Start of Block
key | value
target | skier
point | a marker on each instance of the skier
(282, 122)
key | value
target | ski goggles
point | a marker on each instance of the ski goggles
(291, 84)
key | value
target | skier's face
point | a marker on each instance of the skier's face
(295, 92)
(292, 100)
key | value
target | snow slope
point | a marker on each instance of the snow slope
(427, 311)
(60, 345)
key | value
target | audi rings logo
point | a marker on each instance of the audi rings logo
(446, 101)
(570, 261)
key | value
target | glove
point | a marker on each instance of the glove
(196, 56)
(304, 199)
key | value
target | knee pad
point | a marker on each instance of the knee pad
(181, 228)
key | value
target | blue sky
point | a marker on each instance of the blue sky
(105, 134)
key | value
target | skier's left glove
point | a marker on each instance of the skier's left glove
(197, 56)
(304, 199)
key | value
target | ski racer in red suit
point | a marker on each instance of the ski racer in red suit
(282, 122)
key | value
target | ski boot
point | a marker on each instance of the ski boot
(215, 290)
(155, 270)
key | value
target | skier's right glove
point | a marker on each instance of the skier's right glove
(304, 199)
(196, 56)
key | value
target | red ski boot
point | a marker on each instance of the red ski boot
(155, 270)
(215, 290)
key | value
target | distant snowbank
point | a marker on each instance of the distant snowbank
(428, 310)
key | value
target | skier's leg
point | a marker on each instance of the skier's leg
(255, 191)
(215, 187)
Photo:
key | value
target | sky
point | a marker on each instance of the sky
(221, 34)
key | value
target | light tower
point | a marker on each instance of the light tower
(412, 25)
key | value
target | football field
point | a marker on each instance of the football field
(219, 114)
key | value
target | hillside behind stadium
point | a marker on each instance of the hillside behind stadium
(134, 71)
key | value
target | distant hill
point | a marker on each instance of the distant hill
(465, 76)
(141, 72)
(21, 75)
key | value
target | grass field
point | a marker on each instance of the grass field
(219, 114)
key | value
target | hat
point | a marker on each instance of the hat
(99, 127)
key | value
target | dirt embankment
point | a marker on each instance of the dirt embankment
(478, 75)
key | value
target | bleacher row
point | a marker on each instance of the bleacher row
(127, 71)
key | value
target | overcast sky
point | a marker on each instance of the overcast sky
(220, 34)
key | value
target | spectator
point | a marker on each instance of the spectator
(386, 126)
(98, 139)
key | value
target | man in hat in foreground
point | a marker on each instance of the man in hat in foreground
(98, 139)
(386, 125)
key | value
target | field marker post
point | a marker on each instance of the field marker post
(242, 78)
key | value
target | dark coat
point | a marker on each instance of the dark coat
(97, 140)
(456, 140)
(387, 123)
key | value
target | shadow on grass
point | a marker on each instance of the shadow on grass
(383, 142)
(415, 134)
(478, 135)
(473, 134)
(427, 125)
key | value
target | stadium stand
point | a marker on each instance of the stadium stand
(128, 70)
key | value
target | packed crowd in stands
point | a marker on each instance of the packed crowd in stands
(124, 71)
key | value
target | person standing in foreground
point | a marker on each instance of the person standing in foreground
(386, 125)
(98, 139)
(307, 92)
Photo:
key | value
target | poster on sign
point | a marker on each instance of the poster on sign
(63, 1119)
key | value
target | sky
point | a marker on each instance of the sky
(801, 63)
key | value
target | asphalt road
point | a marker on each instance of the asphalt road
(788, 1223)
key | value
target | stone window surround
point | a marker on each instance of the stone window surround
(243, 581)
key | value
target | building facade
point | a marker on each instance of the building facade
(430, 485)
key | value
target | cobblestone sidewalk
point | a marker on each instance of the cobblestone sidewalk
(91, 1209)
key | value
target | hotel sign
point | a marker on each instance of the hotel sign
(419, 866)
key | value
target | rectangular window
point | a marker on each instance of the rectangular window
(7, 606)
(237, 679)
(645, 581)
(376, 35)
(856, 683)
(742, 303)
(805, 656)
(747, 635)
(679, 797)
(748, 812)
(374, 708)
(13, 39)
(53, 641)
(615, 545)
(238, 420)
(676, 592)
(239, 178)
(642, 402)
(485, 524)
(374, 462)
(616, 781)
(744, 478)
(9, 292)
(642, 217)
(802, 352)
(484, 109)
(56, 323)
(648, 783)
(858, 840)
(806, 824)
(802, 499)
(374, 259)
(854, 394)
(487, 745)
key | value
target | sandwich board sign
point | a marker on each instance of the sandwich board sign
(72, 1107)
End of Block
- **Exercise prompt**:
When you answer, return each line of the material exactly as it was written.

- **Exercise answer**:
key | value
target | skier
point | a marker on each instance of the skier
(282, 122)
key | value
target | ski goggles
point | a marker on each instance of the ski goggles
(291, 84)
key | value
target | skier's face
point | a marker on each instance of the skier's face
(295, 92)
(292, 100)
key | value
target | snow slope
point | a marker on each instance of the snow slope
(427, 311)
(60, 345)
key | value
target | audi rings logo
point | a marker on each instance of the audi rings logo
(446, 101)
(570, 261)
key | value
target | glove
point | a marker on each instance of the glove
(196, 56)
(304, 199)
key | value
target | knee pad
point | a marker on each instance of the knee pad
(181, 228)
key | value
target | blue sky
point | a marker on each instance of the blue sky
(105, 134)
key | value
target | skier's left glove
point | a marker on each instance of the skier's left glove
(197, 56)
(304, 199)
key | value
target | ski racer in red suit
point | a marker on each instance of the ski racer in red suit
(282, 122)
key | value
target | ski boot
point | a marker on each instance of the ski boot
(215, 290)
(155, 270)
key | value
target | skier's right glove
point | a marker on each instance of the skier's right glove
(304, 199)
(196, 56)
key | value
target | red ski boot
point | a marker on each instance of the red ski boot
(155, 270)
(215, 290)
key | value
target | distant snowbank
point | a marker on each instance of the distant snowbank
(428, 310)
key | value
target | skier's leg
point | a marker on each instance of the skier's leg
(255, 191)
(215, 187)
Photo:
key | value
target | sky
point | a marker on each instance of the sky
(221, 34)
key | value
target | light tower
point | a marker on each instance of the light tower
(412, 25)
key | value
target | football field
point | a marker on each instance of the football field
(219, 114)
key | value
target | hillside behind stadium
point | a marker on each instance of the hillside behind stadium
(134, 71)
key | value
target | distant hill
point | a marker on each instance of the distant hill
(465, 76)
(141, 72)
(21, 75)
key | value
target | grass field
point | a marker on each instance of the grass field
(219, 114)
key | value
target | hat
point | a marker on each instance of the hat
(99, 127)
key | value
target | dirt embankment
point | a marker on each instance of the dirt embankment
(478, 75)
key | value
target | bleacher row
point | a marker on each instance of the bleacher row
(127, 71)
key | value
target | overcast sky
point | a marker on each instance of the overcast sky
(220, 34)
key | value
target | spectator
point | a marker on each instance of the spectator
(386, 126)
(98, 139)
key | value
target | man in hat in foreground
point | a marker on each instance of the man in hat in foreground
(98, 139)
(386, 125)
key | value
target | field marker post
point | a marker on each instance of the field marker post
(242, 78)
key | value
target | dark coat
point | a marker on each instance of the dark coat
(97, 140)
(456, 140)
(387, 123)
key | value
target | shadow on grass
point | a marker on each instance of the shadow on grass
(383, 142)
(415, 134)
(478, 135)
(473, 134)
(427, 125)
key | value
target | stadium stand
point | a marker on each instance of the stadium stand
(128, 70)
key | value
target | packed crowd in stands
point | a marker on each instance of the packed crowd in stands
(124, 71)
key | value
target | person standing in foreground
point | a marker on each instance of the person standing in foreground
(386, 125)
(98, 139)
(307, 92)
Photo:
key | value
target | poster on sign
point | a marker on each instance of the poster on sign
(63, 1119)
key | value
target | sky
point | a marker on each instance of the sky
(801, 63)
key | value
target | asphalt road
point | a marker on each instance of the asphalt road
(788, 1223)
key | value
target | stone window surround
point | a marker on each instance of the stone window surround
(243, 581)
key | value
target | building facade
point | a marker on each instance of the building facade
(430, 485)
key | value
target | cobblestone sidewalk
point | a marker on each instance of the cobblestone sidewalk
(91, 1209)
key | value
target | hotel sign
point | a marker on each instance of the hotel sign
(419, 866)
key | value
target | rectangular window
point | a marker on each instance of the rectangular window
(7, 606)
(237, 679)
(645, 581)
(376, 35)
(856, 683)
(742, 303)
(805, 656)
(747, 635)
(679, 797)
(748, 812)
(374, 708)
(13, 39)
(53, 641)
(615, 545)
(238, 420)
(676, 592)
(239, 178)
(642, 402)
(485, 524)
(374, 462)
(616, 781)
(744, 478)
(9, 292)
(642, 217)
(802, 352)
(484, 109)
(56, 323)
(648, 783)
(858, 840)
(806, 824)
(802, 499)
(374, 259)
(854, 394)
(487, 745)
key | value
target | sandwich board sign
point | a marker on each instance of the sandwich board sign
(72, 1107)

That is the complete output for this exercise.